*WHAT IS REQUIRED*. The word to find is "upper". State how many lines below contain it, giving only the number.
──────── DATA TO PROCESS
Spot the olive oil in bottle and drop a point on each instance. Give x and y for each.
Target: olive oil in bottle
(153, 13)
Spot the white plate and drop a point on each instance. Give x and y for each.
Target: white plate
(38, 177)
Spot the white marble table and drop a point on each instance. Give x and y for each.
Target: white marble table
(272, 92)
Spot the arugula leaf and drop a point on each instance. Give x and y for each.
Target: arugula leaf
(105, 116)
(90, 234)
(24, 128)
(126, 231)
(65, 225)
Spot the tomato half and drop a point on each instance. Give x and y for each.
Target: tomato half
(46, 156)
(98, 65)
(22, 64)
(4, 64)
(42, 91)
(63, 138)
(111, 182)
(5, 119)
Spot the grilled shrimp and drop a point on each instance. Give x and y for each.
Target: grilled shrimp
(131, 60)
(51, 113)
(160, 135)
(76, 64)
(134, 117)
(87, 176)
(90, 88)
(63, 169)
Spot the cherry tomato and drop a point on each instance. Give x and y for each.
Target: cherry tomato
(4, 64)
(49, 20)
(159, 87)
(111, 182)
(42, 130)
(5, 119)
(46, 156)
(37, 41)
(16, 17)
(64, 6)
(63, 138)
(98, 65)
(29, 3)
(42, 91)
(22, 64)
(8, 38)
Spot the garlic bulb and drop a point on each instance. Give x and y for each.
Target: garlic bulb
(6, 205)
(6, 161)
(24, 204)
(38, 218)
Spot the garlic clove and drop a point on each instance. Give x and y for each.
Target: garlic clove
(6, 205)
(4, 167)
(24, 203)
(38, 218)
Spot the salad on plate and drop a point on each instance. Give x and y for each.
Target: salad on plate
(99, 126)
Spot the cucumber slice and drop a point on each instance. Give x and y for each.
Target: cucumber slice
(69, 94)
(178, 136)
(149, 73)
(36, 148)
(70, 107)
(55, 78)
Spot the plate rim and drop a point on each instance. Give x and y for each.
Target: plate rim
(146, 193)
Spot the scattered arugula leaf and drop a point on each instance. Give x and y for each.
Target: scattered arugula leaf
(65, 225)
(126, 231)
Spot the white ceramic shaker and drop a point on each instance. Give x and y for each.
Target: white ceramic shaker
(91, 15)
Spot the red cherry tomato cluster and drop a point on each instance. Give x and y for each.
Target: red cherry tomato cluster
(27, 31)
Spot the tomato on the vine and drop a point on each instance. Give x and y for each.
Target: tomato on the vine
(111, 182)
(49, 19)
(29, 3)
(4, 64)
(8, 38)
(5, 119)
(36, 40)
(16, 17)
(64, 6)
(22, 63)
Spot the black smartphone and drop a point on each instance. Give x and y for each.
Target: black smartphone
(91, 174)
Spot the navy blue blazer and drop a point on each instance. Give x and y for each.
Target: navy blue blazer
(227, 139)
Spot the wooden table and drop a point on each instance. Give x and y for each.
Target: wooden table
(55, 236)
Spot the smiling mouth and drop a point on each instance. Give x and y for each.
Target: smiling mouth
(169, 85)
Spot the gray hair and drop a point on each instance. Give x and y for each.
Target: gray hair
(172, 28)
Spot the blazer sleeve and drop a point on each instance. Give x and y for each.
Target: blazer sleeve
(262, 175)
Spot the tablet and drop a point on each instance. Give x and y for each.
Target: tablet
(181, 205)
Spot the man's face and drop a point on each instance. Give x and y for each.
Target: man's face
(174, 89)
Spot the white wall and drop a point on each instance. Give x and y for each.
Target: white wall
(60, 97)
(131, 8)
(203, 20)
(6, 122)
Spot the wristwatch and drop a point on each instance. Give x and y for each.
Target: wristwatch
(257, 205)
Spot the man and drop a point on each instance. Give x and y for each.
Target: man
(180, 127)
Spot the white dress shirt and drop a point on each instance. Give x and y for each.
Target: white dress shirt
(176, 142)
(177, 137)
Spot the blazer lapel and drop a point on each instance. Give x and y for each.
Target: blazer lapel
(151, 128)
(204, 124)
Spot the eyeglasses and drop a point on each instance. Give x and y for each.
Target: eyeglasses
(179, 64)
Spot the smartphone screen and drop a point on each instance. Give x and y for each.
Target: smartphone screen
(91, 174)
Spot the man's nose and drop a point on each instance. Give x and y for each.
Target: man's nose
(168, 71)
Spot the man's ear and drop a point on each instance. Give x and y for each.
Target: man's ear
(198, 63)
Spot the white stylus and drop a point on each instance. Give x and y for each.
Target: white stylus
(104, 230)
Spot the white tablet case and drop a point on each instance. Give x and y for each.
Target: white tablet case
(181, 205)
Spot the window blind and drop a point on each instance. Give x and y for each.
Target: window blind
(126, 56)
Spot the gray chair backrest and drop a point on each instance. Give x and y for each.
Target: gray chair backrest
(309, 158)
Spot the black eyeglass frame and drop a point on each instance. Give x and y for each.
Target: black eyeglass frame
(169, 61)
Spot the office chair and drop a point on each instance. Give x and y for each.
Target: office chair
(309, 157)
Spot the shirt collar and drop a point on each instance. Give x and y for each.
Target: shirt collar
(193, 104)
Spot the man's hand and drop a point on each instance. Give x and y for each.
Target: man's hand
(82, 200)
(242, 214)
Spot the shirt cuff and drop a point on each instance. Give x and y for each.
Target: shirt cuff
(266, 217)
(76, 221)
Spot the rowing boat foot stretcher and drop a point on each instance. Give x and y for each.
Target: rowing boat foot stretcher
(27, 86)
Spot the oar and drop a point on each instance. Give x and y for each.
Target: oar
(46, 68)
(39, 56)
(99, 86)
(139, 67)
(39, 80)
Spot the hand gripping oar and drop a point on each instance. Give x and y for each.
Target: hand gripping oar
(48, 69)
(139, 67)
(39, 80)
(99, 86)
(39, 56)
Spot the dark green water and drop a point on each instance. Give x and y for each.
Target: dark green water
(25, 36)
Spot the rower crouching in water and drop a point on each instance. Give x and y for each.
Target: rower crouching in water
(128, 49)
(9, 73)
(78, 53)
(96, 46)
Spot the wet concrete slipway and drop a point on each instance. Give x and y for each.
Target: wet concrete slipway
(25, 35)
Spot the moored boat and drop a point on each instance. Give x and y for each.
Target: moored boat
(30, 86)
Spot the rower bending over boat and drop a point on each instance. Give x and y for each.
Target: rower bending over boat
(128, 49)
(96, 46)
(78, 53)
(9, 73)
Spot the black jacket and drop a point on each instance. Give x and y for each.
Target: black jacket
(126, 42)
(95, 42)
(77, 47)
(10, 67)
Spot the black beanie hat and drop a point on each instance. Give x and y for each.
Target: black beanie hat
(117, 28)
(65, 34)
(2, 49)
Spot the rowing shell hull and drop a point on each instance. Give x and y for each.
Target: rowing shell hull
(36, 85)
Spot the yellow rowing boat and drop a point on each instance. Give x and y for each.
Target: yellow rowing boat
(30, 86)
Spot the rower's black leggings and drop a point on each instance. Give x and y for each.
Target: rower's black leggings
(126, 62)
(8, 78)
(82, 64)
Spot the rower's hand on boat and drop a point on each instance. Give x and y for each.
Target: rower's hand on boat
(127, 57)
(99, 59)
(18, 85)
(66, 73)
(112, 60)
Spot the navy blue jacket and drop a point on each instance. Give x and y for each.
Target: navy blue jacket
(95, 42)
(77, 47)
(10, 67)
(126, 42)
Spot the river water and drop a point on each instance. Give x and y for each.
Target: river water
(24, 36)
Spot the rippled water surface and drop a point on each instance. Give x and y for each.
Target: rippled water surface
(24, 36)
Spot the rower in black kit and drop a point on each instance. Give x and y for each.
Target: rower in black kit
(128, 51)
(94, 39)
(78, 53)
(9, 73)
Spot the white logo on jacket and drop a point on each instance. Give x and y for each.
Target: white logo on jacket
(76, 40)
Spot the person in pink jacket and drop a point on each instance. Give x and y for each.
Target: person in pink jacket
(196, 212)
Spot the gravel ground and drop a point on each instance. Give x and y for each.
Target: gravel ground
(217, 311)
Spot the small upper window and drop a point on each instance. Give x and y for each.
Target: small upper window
────────────────
*TASK OUTPUT*. 2